**What you have to do**
Rename "metal rod" to "steel bar" in the stretch of the listing below from the line containing "metal rod, each" through the line containing "[(903, 90)]", and write out those lines again with everything else left unchanged.

Excerpts from a point labeling dataset
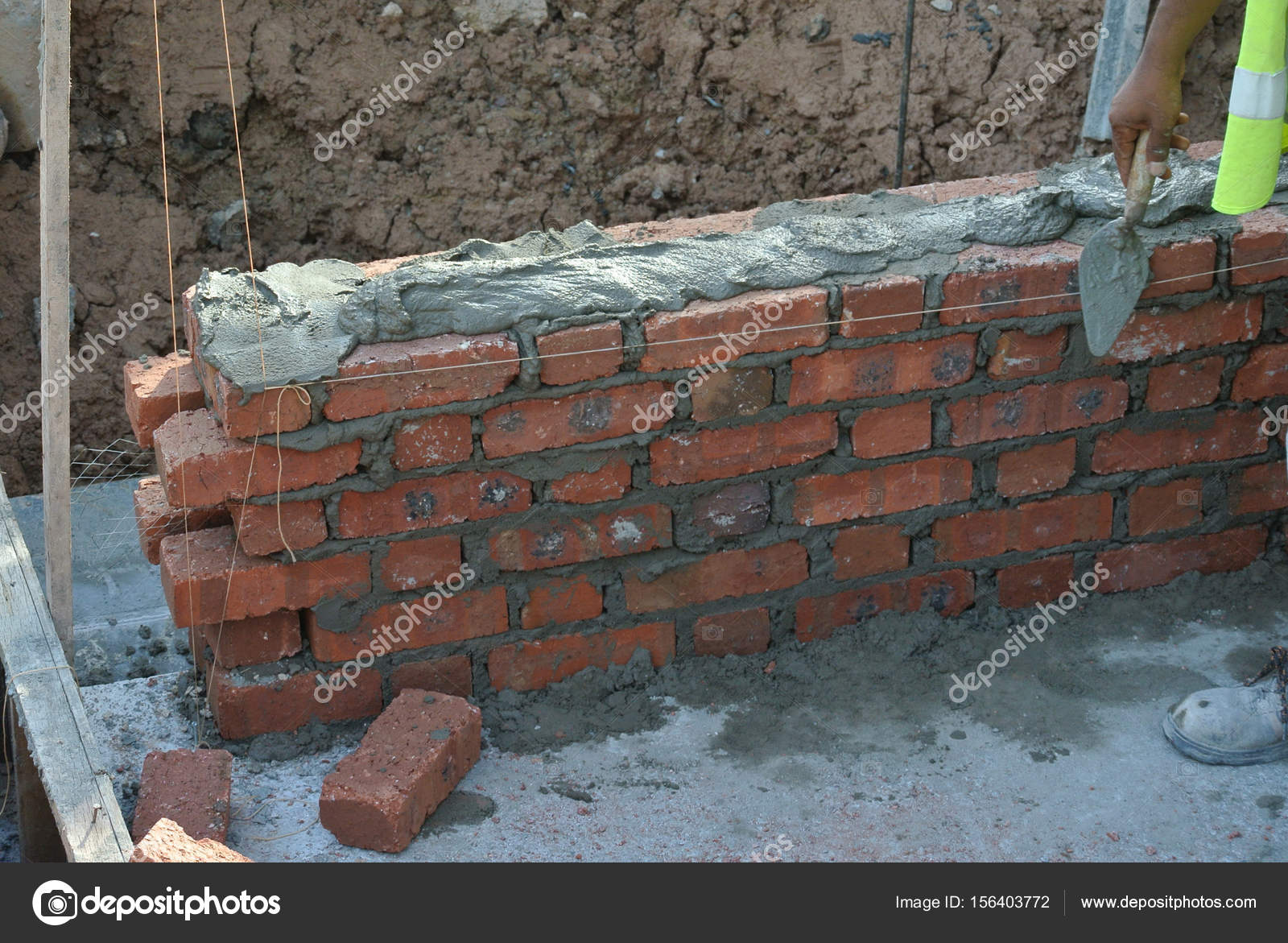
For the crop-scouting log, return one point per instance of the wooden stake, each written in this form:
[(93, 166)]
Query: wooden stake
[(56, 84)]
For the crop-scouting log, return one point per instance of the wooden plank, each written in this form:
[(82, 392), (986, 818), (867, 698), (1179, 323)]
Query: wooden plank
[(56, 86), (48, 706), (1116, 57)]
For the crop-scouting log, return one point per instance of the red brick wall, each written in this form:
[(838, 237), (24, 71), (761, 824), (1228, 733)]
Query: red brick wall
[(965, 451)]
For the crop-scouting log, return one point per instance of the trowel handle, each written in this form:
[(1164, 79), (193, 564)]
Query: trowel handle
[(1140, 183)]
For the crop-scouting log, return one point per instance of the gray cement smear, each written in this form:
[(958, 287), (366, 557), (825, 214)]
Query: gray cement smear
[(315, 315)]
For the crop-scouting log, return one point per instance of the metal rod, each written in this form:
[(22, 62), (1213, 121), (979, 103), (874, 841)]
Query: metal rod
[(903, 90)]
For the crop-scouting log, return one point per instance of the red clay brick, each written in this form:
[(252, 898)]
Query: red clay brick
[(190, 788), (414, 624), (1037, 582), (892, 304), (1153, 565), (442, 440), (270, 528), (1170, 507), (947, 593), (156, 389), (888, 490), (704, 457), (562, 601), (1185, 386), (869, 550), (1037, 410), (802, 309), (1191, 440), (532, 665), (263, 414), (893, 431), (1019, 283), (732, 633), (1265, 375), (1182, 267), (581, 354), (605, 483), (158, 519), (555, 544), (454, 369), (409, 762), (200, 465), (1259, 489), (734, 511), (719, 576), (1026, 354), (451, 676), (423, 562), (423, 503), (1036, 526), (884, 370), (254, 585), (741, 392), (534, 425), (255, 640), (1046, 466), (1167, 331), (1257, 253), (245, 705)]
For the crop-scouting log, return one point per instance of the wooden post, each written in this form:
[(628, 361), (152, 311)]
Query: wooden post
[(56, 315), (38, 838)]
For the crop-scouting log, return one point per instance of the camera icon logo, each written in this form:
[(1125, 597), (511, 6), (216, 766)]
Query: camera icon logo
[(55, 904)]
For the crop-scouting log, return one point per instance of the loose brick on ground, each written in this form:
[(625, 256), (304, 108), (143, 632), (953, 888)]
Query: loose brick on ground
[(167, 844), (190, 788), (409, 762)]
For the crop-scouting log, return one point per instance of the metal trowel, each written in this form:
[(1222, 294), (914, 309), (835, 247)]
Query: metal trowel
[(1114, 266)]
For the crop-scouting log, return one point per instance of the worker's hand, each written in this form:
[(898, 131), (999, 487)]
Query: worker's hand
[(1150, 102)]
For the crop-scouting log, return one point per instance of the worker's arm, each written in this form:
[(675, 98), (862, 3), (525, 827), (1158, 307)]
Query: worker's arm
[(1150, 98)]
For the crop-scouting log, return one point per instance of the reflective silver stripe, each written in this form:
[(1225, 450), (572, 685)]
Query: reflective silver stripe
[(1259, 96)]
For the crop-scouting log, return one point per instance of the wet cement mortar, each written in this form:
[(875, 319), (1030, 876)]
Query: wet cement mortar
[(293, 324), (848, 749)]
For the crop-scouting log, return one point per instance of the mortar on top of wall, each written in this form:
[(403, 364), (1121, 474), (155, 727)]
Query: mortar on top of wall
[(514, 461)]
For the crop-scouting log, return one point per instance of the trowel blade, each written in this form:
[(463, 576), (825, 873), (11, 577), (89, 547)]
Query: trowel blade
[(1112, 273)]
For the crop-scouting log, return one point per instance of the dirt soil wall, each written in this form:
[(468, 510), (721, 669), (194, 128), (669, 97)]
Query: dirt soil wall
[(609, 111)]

**Expected answer**
For the crop-scouting log, return one point per instance of the steel bar, each written in this form:
[(22, 62), (1213, 121), (979, 103), (874, 841)]
Query: steel bar
[(903, 90)]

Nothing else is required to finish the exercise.